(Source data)
===============

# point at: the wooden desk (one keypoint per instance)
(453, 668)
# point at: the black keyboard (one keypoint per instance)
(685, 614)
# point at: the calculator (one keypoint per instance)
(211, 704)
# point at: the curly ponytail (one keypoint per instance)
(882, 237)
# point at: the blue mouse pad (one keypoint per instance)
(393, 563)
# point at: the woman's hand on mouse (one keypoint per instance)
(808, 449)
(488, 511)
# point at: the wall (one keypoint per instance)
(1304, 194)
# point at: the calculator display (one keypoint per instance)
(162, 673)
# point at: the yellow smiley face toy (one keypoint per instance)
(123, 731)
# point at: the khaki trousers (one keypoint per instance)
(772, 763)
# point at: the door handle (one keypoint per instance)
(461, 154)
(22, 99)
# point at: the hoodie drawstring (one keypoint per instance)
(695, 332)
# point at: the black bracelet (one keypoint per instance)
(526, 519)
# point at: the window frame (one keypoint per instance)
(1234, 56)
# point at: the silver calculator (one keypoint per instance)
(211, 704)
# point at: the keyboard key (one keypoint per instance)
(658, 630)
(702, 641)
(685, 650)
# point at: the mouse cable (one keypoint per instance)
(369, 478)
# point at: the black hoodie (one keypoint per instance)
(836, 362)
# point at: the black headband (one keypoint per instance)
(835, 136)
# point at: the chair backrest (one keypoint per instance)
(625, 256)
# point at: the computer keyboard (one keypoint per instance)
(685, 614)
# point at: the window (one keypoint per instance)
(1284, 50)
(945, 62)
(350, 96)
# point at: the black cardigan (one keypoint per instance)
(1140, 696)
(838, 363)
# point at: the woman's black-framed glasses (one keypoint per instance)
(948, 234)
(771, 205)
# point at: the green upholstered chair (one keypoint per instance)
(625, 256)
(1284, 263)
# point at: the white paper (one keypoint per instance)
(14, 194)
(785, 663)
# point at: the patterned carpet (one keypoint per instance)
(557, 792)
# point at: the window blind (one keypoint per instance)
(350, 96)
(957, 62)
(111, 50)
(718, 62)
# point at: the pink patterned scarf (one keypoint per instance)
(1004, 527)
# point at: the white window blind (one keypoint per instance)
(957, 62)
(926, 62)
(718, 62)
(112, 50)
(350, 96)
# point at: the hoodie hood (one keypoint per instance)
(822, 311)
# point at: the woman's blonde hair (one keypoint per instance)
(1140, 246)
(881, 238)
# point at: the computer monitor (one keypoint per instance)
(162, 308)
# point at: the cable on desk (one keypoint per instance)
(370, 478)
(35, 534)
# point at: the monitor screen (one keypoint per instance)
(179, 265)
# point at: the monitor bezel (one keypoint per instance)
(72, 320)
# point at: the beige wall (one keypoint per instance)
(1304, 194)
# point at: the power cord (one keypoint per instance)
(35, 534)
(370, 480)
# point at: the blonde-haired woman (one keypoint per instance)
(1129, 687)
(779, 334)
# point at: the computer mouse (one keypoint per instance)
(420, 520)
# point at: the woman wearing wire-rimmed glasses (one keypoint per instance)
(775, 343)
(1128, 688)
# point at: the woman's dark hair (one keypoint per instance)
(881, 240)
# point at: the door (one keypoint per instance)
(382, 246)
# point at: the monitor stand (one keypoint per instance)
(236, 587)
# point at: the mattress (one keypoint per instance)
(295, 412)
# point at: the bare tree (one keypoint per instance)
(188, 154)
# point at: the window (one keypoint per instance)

===============

Transcribe every entry exactly, omitting nothing.

# point at: the wooden desk (one keypoint per instance)
(453, 668)
# point at: the black keyboard (one keypoint per instance)
(685, 614)
# point at: the calculator (one keypoint per instance)
(211, 704)
# point at: the curly ponytail (one keypoint per instance)
(882, 237)
# point at: the blue mouse pad (one keypoint per instance)
(393, 563)
# point at: the woman's hand on mouse (one keypoint per instance)
(808, 449)
(488, 511)
# point at: the wall (one keypoint per instance)
(1304, 194)
# point at: the calculator display (one keypoint per instance)
(162, 673)
# point at: the yellow smiley face toy (one keypoint per instance)
(123, 731)
# point at: the khaki trousers (one keypoint per instance)
(772, 763)
# point at: the door handle (one keypoint per instance)
(461, 154)
(22, 99)
# point at: the hoodie drawstring (one keypoint per instance)
(695, 332)
# point at: the black bracelet (one keypoint per instance)
(526, 519)
# point at: the window frame (one keypoint per instance)
(1234, 56)
# point at: the silver calculator (one keypoint per instance)
(211, 704)
# point at: the keyboard key (one keypoint per instance)
(658, 630)
(702, 641)
(685, 650)
# point at: the mouse cable (one keypoint per instance)
(369, 478)
# point at: the black hoodie (one keypoint per instance)
(836, 362)
# point at: the black headband (one keypoint per instance)
(835, 136)
# point at: the chair backrest (one keypoint per instance)
(625, 256)
# point at: the computer keyboard (one keypoint per instance)
(685, 614)
# point at: the window (one keypoint per instance)
(1284, 50)
(945, 62)
(350, 96)
# point at: the black cardigan (one keypoint per instance)
(1140, 696)
(838, 363)
# point at: the woman's black-framed glasses (one keypoint per instance)
(948, 234)
(771, 205)
# point at: the green upholstered chair (one keypoint per instance)
(625, 256)
(1284, 263)
# point at: the white paper (one keypoint per instance)
(14, 194)
(785, 663)
# point at: the patterned carpet (one keypoint per instance)
(557, 792)
# point at: the window blind (one keypoint per instance)
(350, 96)
(957, 62)
(111, 50)
(718, 62)
# point at: the pink patterned scarf (one keypoint per instance)
(1004, 527)
# point at: the white window blind (one keypoint per instance)
(957, 62)
(926, 62)
(718, 62)
(112, 50)
(350, 96)
# point at: the hoodie hood (one keypoint per instance)
(822, 311)
# point at: the woman's blonde hair (one keypoint per instance)
(1140, 246)
(881, 238)
# point at: the computer monitor (one keypoint per instance)
(162, 308)
# point at: the cable on desk (one keypoint per instance)
(370, 478)
(35, 534)
# point at: the monitor screen (one keypoint per instance)
(179, 265)
# point at: the monitor bezel (one keypoint per instance)
(72, 320)
# point at: the beige wall (one keypoint per instance)
(1304, 194)
# point at: the power cord (one keypoint per instance)
(35, 534)
(370, 480)
# point at: the blonde-haired woman (one keypoint per instance)
(1129, 687)
(779, 334)
# point at: the computer mouse (one keypoint per instance)
(420, 520)
# point at: the woman wearing wire-rimmed glasses (one keypoint per instance)
(775, 343)
(1128, 688)
# point at: the woman's dark hair (one keypoint per instance)
(881, 240)
# point at: the door (one keypoint per instance)
(382, 246)
# point at: the monitor stand (one keypoint per instance)
(236, 587)
# point at: the mattress (one keypoint per instance)
(295, 412)
# point at: the bare tree (one keypoint per instance)
(188, 154)
# point at: the window (one keypoint per instance)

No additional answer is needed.